## TEXT PASSAGE:
........
We need to talk seriously about Futures Literacy . And we need to do it now , before it is too late . The decisions being taken in our boardrooms are getting bigger and bigger . And if they are not , then we should be very worried indeed . This month we come to CoP 26 , exposing once again the need to take urgent steps to address climate change . The Board cannot simply leave all of this to the politicians , who will always be guided by what will give them electability. The decisions on climate , upon investment in change and most of all on speed of deployment , will be critical in meeting targets and , eventually , in escaping the worst effects of hundreds of years of exploitation and neglect . Yet for many of us , as we steam towards the Metaverse at ever increasing speed , it seems as if we have a parallel set of concerns. We know that we have to think about investing in the technologies that surround information content and data  in the information industry . We also know that next year our customers will have different and enhanced expectations of us . We are sophisticated now as businesses , handling online service functions , raising fresh capital and working cohesively with stakeholders . Then why , O why,  is the Pygmy in the room  the way that we discuss the Future ? 

I am now past fifty years of working , as a manager , a Director , a CEO and as an advisor to many boards . My experience of experience is that you do not really learn very much from it in periods of rapid change . When I started it did not matter much if a senior manager could not distinguish Linotype from Monotype . Today it does not matter much if a manager cannot discuss Digital Twins or tell you how a GAN network operates . What concerns me is the nature of the dialogue , the discipline of the approach , the “ empirical rigour “ in the discussion , since these are the necessary supports for planning , and , above all , for planning timing , which are needed if we are to sustain any hope of making sense of what we need to do beyond Q2.
........
## SUPPLIED DATA:

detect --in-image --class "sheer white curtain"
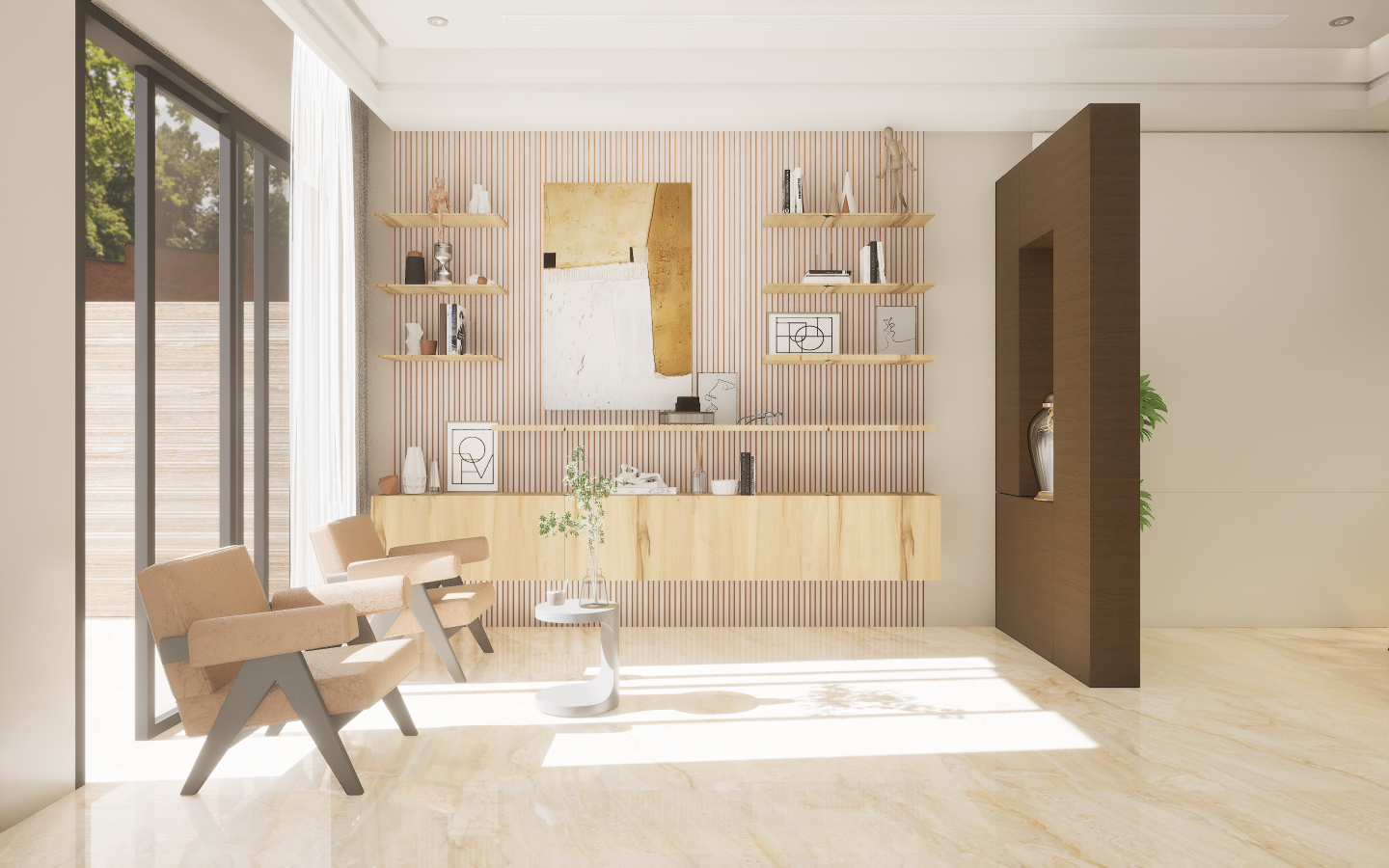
........
## EXERCISE DIRECTIONS:
Reproduce the passage on Futures Literacy in full, word for word.

## RESULT OF THE TASK:
We need to talk seriously about Futures Literacy . And we need to do it now , before it is too late . The decisions being taken in our boardrooms are getting bigger and bigger . And if they are not , then we should be very worried indeed . This month we come to CoP 26 , exposing once again the need to take urgent steps to address climate change . The Board cannot simply leave all of this to the politicians , who will always be guided by what will give them electability. The decisions on climate , upon investment in change and most of all on speed of deployment , will be critical in meeting targets and , eventually , in escaping the worst effects of hundreds of years of exploitation and neglect . Yet for many of us , as we steam towards the Metaverse at ever increasing speed , it seems as if we have a parallel set of concerns. We know that we have to think about investing in the technologies that surround information content and data  in the information industry . We also know that next year our customers will have different and enhanced expectations of us . We are sophisticated now as businesses , handling online service functions , raising fresh capital and working cohesively with stakeholders . Then why , O why,  is the Pygmy in the room  the way that we discuss the Future ? 

I am now past fifty years of working , as a manager , a Director , a CEO and as an advisor to many boards . My experience of experience is that you do not really learn very much from it in periods of rapid change . When I started it did not matter much if a senior manager could not distinguish Linotype from Monotype . Today it does not matter much if a manager cannot discuss Digital Twins or tell you how a GAN network operates . What concerns me is the nature of the dialogue , the discipline of the approach , the “ empirical rigour “ in the discussion , since these are the necessary supports for planning , and , above all , for planning timing , which are needed if we are to sustain any hope of making sense of what we need to do beyond Q2.